**FRAGMENT DOKUMENTU**
____
Matthew
Vaughn to z pewnością jeden z tych reżyserów, którzy mogą powiedzieć o sobie,
że nie zrobili jeszcze złego filmu. Sympatię widzów zaskarbił sobie jeszcze
jako producent, współpracując z Guy’em Ritchie przy takich filmach jak Porachunki(1998) czy Przekręt(2000). Z pewnością nabył
wówczas niepowtarzalnego poczucia humoru oraz dystansu do pracy na planie. Swój
niebywały talent do zamieniania w złoto, czego tylko się nie dotknął, udowodnił
reżyserując tak niepowtarzalne obrazy jak Gwiezdny
Pył(2007), Kick-Ass(2010), X-Man: Pierwsza klasa(2011) czy wreszcie
Kingsman: Tajne służby(2014), a także Kingsman: Złoty krąg(2017), który mam przyjemność właśnie
recenzować. Warto zauważyć, że wszystkie wyreżyserowane przez siebie filmy
popełnił wespół z jedną i tą samą scenarzystką, Jane Goldman, która jest także
autorką bestsellerowej powieści ze świata Z
Archiwum X, oraz twórczynią scenariusza do filmu Osobliwy dom pani Peregrine(2016). Tak długo pracujący ze sobą duet,
odpowiedzialny za tak wiele hitów po prostu nie mógł zepsuć swojej kolejnej
produkcji.
W
związku z powyższym pragnę zdementować złośliwe pogłoski o, tym jakoby
najnowszy Kingsman był filmem miałkim,
wypełnionym kiczem i pozbawionym sensu. Występuje tu oczywiście spora dawka
pokręconej atmosfery(ostro przyprawionej owym kiczowatym sformatowaniem ameryki
z lat 60) przekładającej się głównie na postać antagonistki o uroczo brzmiącym
imieniu Poppy(Julianne Moore). Urocza, zaskakująca, niepokojąca i miejscami
przerażająca przywódczyni tajemniczego Złotego Kręgu, to idealny przykład na to
jak całość filmu potrafi zabawić, a jednocześnie miejscami zdegustować widza. O
ile bowiem sceny walk i pościgów deklasują niektóre produkcje z agentem 007 w
roli głównej, o tyle miejscami przeciągnięty dowcip potrafi zepsuć dobre
wrażenie. Patrz: strzelanie do psiaczków, zaszczepianie pluskiew w… sami się
przekonacie, nie wspominając o produkcji hamburgerów ze swoich
współpracowników. Tego typu sceny z pewnością podzielą mocno opinie o filmie
Vaughna. Od siebie dodam tylko, że nie jest to zabieg pokazujący iż twórcom
puściły zwieracze fantazji, ale raczej zamierzone i celowe działanie – taki
klimat(patrz początek tej recenzji).
____
**WYMAGANIA**
Wymień wszystkie filmy, które według powyższej recenzji wyreżyserował Matthew Vaughn, i przy każdym podaj rok z nawiasu.

**PODANE REKORDY**
____
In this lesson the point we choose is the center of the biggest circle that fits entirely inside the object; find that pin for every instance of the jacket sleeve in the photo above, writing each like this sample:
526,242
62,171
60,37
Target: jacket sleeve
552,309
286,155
____
**ODPOWIEDŹ PONIŻEJ**
Gwiezdny Pył (2007)
Kick-Ass (2010)
X-Man: Pierwsza klasa (2011)
Kingsman: Tajne służby (2014)
Kingsman: Złoty krąg (2017)